— Written request —
Reproduce every line from the one containing "Where can you see the leafless" down to the one containing "<point>394,413</point>", both included, adding 19 to each coordinate of the recorded points and leaving the format sample unchanged.

— Records to process —
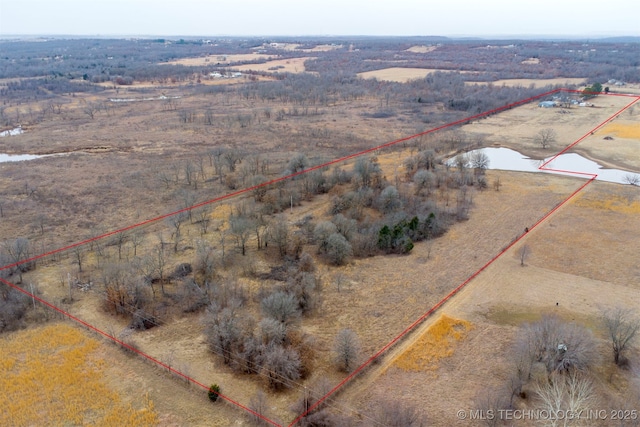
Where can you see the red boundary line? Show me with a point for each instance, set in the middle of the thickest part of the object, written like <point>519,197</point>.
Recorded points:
<point>286,177</point>
<point>474,275</point>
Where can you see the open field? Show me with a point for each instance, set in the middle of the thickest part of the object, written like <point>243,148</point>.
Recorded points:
<point>401,75</point>
<point>422,49</point>
<point>122,163</point>
<point>290,65</point>
<point>57,375</point>
<point>533,82</point>
<point>220,60</point>
<point>370,299</point>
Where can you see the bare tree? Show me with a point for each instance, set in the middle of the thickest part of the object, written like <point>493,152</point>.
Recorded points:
<point>555,344</point>
<point>18,251</point>
<point>346,348</point>
<point>393,413</point>
<point>202,218</point>
<point>78,255</point>
<point>524,252</point>
<point>279,234</point>
<point>232,157</point>
<point>281,306</point>
<point>175,222</point>
<point>545,137</point>
<point>119,240</point>
<point>281,366</point>
<point>479,161</point>
<point>241,228</point>
<point>222,331</point>
<point>622,325</point>
<point>137,238</point>
<point>258,404</point>
<point>570,393</point>
<point>338,249</point>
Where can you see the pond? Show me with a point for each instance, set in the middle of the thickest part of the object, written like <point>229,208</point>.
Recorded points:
<point>571,164</point>
<point>17,157</point>
<point>12,132</point>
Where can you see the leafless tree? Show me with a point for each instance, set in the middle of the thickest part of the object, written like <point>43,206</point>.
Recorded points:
<point>175,222</point>
<point>570,393</point>
<point>338,249</point>
<point>119,240</point>
<point>622,325</point>
<point>202,219</point>
<point>346,348</point>
<point>279,234</point>
<point>479,162</point>
<point>258,404</point>
<point>394,413</point>
<point>524,253</point>
<point>281,366</point>
<point>632,178</point>
<point>136,238</point>
<point>18,251</point>
<point>78,256</point>
<point>545,137</point>
<point>223,331</point>
<point>297,163</point>
<point>557,345</point>
<point>424,180</point>
<point>232,157</point>
<point>241,228</point>
<point>281,306</point>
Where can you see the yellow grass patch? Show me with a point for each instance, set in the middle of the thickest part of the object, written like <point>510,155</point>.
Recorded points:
<point>290,65</point>
<point>53,375</point>
<point>399,74</point>
<point>611,203</point>
<point>218,59</point>
<point>529,82</point>
<point>421,49</point>
<point>435,344</point>
<point>622,130</point>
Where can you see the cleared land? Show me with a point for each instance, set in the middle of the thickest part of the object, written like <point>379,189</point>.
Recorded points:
<point>401,75</point>
<point>57,375</point>
<point>385,294</point>
<point>291,65</point>
<point>560,81</point>
<point>220,59</point>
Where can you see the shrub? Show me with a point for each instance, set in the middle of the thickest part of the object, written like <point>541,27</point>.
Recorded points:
<point>214,392</point>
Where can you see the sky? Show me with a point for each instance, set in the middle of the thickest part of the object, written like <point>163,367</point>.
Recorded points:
<point>486,18</point>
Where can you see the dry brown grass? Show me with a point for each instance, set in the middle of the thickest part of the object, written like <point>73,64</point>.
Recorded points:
<point>533,82</point>
<point>290,65</point>
<point>422,49</point>
<point>55,375</point>
<point>219,59</point>
<point>398,74</point>
<point>386,293</point>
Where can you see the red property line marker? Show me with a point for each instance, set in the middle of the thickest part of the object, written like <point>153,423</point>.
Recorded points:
<point>230,195</point>
<point>276,180</point>
<point>484,267</point>
<point>135,350</point>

— Solution to this problem —
Where can you see the leafless tree? Show me with a point for each instance, set in the middle of the thickest part of the object, written like <point>43,206</point>.
Recorded points:
<point>194,241</point>
<point>589,412</point>
<point>357,268</point>
<point>138,259</point>
<point>641,344</point>
<point>221,238</point>
<point>365,367</point>
<point>298,253</point>
<point>498,181</point>
<point>277,423</point>
<point>413,432</point>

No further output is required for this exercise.